- PROMPT
Would you retype, word for word, the line with "FIND: crevassed ice" and every line after it through the end of the records below?

- DATASET ROWS
========
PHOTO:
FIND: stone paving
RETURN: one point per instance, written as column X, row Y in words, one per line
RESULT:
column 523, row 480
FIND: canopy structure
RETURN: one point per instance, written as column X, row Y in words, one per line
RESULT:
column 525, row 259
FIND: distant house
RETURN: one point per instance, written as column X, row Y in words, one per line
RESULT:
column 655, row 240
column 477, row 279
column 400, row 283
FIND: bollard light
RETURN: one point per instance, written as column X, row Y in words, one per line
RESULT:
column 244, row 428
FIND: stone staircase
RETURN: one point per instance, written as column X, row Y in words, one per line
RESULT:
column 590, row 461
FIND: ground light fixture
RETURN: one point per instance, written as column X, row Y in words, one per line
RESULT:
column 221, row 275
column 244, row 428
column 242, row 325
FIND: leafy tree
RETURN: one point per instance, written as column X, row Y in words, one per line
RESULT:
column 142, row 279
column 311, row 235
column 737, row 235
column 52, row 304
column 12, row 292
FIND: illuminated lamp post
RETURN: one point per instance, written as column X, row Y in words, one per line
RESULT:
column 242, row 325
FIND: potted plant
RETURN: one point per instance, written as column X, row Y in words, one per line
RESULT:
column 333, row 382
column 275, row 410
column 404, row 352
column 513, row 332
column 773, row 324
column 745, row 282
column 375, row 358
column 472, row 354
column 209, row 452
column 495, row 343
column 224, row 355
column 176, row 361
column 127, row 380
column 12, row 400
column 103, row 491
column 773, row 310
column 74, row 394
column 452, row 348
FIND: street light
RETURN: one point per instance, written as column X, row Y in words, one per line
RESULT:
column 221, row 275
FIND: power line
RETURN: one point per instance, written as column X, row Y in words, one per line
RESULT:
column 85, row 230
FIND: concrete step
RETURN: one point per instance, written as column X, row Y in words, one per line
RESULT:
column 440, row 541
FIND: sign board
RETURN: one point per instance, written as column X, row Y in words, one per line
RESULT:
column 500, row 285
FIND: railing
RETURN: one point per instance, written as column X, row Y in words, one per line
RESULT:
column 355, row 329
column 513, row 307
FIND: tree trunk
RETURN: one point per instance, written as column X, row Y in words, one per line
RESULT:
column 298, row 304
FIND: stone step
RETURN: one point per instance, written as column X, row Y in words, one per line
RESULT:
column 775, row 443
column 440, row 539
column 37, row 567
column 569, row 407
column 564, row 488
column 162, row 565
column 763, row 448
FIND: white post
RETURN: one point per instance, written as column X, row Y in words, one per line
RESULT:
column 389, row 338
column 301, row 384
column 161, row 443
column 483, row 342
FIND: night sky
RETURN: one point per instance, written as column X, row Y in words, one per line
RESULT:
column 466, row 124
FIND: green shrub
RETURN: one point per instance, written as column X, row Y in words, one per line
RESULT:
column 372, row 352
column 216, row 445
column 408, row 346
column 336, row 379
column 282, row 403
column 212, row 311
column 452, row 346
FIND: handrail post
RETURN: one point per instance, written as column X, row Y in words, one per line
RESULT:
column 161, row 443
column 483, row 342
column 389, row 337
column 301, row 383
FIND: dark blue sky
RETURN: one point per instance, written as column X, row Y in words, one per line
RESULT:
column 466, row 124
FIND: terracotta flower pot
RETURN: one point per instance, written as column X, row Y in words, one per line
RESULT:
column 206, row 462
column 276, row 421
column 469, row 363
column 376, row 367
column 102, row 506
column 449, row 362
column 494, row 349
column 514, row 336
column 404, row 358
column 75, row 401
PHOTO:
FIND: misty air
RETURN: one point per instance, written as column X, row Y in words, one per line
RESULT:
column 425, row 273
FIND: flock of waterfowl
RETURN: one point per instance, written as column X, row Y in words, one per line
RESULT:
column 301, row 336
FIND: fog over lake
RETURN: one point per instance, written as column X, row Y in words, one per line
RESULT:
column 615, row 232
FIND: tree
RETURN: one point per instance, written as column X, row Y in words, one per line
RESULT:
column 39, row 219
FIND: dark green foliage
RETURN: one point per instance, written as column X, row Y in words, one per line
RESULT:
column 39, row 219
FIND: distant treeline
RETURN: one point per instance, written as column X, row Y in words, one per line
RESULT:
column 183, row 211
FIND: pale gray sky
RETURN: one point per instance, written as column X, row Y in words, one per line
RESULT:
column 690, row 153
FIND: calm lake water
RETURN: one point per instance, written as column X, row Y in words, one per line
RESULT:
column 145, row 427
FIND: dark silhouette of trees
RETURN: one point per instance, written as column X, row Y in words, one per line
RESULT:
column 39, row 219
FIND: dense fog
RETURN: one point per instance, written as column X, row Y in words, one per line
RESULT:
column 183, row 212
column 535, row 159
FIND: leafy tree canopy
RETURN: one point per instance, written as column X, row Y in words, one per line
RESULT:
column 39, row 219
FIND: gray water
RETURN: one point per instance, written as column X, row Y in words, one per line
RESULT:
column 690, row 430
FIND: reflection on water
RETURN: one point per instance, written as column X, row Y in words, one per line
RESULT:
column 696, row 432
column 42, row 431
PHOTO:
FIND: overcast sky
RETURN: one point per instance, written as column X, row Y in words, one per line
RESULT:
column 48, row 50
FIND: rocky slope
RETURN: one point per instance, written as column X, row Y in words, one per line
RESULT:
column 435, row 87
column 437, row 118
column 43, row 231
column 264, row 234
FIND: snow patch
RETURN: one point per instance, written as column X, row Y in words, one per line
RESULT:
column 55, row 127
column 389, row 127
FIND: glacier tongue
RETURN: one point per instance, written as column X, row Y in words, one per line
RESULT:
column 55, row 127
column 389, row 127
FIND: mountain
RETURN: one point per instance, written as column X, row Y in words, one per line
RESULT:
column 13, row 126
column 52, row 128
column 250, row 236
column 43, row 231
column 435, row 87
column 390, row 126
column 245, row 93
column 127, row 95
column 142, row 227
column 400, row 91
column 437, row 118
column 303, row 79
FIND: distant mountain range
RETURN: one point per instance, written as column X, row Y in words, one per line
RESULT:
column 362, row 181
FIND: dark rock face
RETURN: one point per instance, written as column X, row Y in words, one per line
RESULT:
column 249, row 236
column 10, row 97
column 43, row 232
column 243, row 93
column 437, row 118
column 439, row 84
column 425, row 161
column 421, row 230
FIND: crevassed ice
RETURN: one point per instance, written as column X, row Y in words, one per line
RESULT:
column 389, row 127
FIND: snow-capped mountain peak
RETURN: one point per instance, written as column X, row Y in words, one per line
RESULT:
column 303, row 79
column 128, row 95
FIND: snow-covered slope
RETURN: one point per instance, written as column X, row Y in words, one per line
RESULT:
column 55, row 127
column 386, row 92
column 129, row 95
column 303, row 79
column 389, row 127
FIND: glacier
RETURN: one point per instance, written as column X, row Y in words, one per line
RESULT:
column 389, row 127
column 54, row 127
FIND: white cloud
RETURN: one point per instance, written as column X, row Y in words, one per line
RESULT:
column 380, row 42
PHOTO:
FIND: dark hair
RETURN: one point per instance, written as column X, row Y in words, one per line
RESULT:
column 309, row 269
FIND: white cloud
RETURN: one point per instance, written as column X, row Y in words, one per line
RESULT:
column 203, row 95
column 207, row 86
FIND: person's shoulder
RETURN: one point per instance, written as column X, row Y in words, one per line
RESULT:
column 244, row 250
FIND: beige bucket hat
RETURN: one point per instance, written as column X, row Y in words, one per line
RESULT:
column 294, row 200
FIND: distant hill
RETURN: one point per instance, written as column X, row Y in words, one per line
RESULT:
========
- COMPLETE RESPONSE
FIND: crevassed ice
RETURN: one point per instance, written as column X, row Y in words, one per line
RESULT:
column 389, row 127
FIND: snow-capped mountain peak
RETURN: one point per instance, written as column X, row Y in words, one per line
RESULT:
column 303, row 79
column 128, row 95
FIND: snow-covered slope
RETURN: one point per instance, written as column X, row Y in words, one per line
RESULT:
column 55, row 127
column 386, row 92
column 129, row 95
column 303, row 79
column 389, row 127
FIND: glacier
RETURN: one point per instance, written as column X, row Y in words, one per line
RESULT:
column 389, row 127
column 54, row 127
FIND: white cloud
RETURN: one point per instance, written as column X, row Y in words, one per line
RESULT:
column 380, row 42
PHOTO:
FIND: dark hair
RETURN: one point per instance, written as column X, row Y in words, one per line
RESULT:
column 309, row 269
FIND: white cloud
RETURN: one point per instance, written as column X, row Y in words, one per line
RESULT:
column 203, row 95
column 207, row 86
FIND: person's shoulder
RETURN: one point per instance, written as column X, row Y in words, one per line
RESULT:
column 244, row 250
FIND: beige bucket hat
RETURN: one point per instance, written as column X, row Y in words, one per line
RESULT:
column 294, row 200
FIND: distant hill
RETURN: one point per instance, written as column X, row Y in words, one per line
RESULT:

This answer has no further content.